* DESCRIPTION OF THE TASK
Reproduce the lines from the line containing "Check that every instance of the rock" up to and including the final line. Keep every request unchanged, and multiply each x and y coordinate in the answers by 0.55, rounding to the nearest whole number with halves rounded up.

[Point placement records]

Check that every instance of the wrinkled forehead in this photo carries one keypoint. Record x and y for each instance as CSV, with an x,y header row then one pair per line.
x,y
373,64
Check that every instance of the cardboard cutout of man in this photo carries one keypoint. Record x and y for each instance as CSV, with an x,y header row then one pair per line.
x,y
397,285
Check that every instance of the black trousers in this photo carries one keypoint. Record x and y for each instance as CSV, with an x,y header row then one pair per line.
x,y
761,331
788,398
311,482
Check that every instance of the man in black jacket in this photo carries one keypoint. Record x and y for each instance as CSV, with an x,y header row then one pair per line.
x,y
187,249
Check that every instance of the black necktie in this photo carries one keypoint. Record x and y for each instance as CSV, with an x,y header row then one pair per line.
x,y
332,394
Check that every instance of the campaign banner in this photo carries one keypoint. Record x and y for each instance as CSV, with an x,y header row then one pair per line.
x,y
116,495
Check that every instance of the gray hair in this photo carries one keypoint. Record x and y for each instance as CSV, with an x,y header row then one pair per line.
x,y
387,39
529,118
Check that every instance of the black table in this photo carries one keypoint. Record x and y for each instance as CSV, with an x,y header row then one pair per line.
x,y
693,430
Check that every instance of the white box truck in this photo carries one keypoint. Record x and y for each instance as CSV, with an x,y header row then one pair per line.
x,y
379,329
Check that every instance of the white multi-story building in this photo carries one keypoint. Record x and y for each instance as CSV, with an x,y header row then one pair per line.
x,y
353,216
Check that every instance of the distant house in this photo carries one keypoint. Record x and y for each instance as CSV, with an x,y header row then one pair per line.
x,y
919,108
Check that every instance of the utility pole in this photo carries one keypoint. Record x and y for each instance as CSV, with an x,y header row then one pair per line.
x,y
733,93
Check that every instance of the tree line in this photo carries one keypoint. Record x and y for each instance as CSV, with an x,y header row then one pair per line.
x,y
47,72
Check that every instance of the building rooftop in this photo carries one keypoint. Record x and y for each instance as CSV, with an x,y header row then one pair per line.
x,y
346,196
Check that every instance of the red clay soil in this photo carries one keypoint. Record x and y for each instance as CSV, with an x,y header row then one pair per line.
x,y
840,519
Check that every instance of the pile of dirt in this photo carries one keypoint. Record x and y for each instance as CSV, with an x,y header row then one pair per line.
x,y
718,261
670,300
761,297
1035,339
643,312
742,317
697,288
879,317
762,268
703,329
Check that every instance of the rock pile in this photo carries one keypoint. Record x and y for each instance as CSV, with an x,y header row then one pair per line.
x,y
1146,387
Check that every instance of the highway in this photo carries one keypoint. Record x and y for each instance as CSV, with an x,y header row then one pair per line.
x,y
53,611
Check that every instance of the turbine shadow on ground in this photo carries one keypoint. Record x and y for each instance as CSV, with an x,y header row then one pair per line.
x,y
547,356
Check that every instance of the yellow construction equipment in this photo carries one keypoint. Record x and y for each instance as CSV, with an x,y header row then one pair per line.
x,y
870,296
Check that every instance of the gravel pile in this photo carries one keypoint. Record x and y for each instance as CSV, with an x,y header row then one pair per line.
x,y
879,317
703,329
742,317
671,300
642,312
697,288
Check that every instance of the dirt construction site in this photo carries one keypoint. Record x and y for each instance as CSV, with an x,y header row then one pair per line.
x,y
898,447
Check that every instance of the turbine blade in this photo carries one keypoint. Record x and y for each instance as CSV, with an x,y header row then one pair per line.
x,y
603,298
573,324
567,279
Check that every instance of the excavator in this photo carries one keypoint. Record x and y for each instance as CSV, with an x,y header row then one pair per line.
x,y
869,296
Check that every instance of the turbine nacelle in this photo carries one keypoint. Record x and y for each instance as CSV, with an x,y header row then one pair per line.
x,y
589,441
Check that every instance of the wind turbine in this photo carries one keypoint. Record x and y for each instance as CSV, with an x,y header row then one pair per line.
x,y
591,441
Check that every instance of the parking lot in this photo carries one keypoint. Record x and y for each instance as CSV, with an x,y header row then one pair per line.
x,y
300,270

* ANSWER TO THIS PROBLEM
Check that every instance of the rock pile in this photo carries one keypoint. Record x and y for each instance as CSV, with an x,y header row then one pair per line.
x,y
630,213
Check that every instance of the highway in this photo carries one keypoint. Record x and y for each instance as CSV, with an x,y header row then one pair per line.
x,y
29,336
Check that every instance of the turbine shadow on ground in this photo carries one keypoint. Record x and y for each instance as CSV, with an x,y header row then one pair per line.
x,y
301,196
Check that every instance of the yellow construction equipment in this photo carries one keypoint. Record x and y for each instance as CSV, with an x,y header row then one pair per line.
x,y
479,163
Check that every instance of the gravel pile in this photo carries one keypoint. Record x and y for each instance as CSV, with an x,y header row then one pair per line.
x,y
483,174
387,181
408,174
369,165
353,172
383,158
Check that every instance of the dirt construction site in this photo carries one keypoint. Record x and y for each instance as CSV, with an x,y header row then one pair per line.
x,y
494,246
Check that every instance of the turbine blade in this photo carries one keypoint. Record x and y for each instance as CSV, with an x,y header row then one pair per line.
x,y
332,164
315,178
312,153
Check that every instance of the excavator in this photo carries one keypoint. Record x and y for each instance as CSV, with an x,y header row then one pair per line.
x,y
478,163
Check that every instance of the turbine nacelle in this photo carries one keypoint. Record x and y for each instance as CSV, with an x,y header row then one pair per line.
x,y
324,243
Check that every instance of the wind turbine in this photo carries one keypoint. Record x and y for each instance as CSV, with an x,y header row then one pair per line.
x,y
325,243
Check that every instance of the parking lot in this photo carries one keypoint. Record x and y for each instance as CSV, with an x,y header row then one pair per line.
x,y
165,149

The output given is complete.